STATED TASK ▸
Print out the part of the sensing device description below that runs from "The schematic diagram" to "closed end 625.", copied word for word and including both ends.

DOCUMENT EXCERPT ▸
-*-*-

As previously explained, the sensing device 620 comprises a power source 630, a controller 626, at least one light emitter 632, and a sensor 628. In this example the sensor 628 comprises an infrared sensor, which can emit an infrared beam 629 which can be fired at the visual indicator 612. The beam 629 is then reflected back to a light receiver of the sensor 628, enabling a position of the visual indicator 612 to be determined. This information can then be sent to the controller. The controller may control the at least one light emitter 632 as previously described.

The schematic diagram of Figure 6 is shown in cross-section through the sensing device 620 and plug 608. In embodiments the sensing device 620 may substantially enclose the visual indicator 612, such that the visual indicator 612 is not visible when the sensing device 620 is attached. To this end the sensing device 620 comprises an opening 621 for housing the visual indicator. The opening 621 comprises an open end 623 through which the visual indicator 612 can enter the interior of the sensing device. The opening 621 also comprises a closed end 625 The sensor 628 is mounted proximate to the closed end 625.

The sensing device 620 is provided with a projection 624 for engaging with a corresponding recess 614 on the fluid plug 608. This enables the sensing device to be securely fitted to the plug. The projection 624 may be a friction fit, such as a push fit, in the recess 614. In this example the sensing device 620 also comprises a hinged connection 627 to the plug 608. This allows the sensing device 620 to pivot back and forth between open and closed configurations on the plug 608, without having to be completely detached therefrom.

-*-*-

INFORMATION SHOWN ▸
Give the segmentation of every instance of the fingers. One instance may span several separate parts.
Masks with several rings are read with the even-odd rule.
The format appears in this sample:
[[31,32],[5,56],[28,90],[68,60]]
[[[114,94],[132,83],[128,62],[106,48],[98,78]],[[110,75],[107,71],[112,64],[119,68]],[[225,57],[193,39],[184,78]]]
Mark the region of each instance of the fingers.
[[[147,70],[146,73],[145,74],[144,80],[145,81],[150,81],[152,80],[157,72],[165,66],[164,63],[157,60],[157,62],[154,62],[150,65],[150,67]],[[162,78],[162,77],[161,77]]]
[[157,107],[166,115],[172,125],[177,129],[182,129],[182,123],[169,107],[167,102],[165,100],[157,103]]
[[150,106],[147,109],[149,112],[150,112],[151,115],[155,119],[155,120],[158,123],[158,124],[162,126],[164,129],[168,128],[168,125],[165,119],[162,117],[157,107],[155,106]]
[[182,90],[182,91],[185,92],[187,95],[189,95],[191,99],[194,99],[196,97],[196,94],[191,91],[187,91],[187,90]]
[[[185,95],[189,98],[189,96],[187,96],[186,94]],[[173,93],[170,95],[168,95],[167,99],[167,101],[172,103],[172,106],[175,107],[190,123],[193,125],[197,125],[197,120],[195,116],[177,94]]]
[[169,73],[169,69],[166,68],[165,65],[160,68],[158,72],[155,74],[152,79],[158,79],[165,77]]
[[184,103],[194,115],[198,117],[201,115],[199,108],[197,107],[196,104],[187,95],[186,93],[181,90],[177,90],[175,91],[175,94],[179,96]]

-*-*-

ANSWER TO THE EXERCISE ▸
The schematic diagram of Figure 6 is shown in cross-section through the sensing device 620 and plug 608. In embodiments the sensing device 620 may substantially enclose the visual indicator 612, such that the visual indicator 612 is not visible when the sensing device 620 is attached. To this end the sensing device 620 comprises an opening 621 for housing the visual indicator. The opening 621 comprises an open end 623 through which the visual indicator 612 can enter the interior of the sensing device. The opening 621 also comprises a closed end 625 The sensor 628 is mounted proximate to the closed end 625.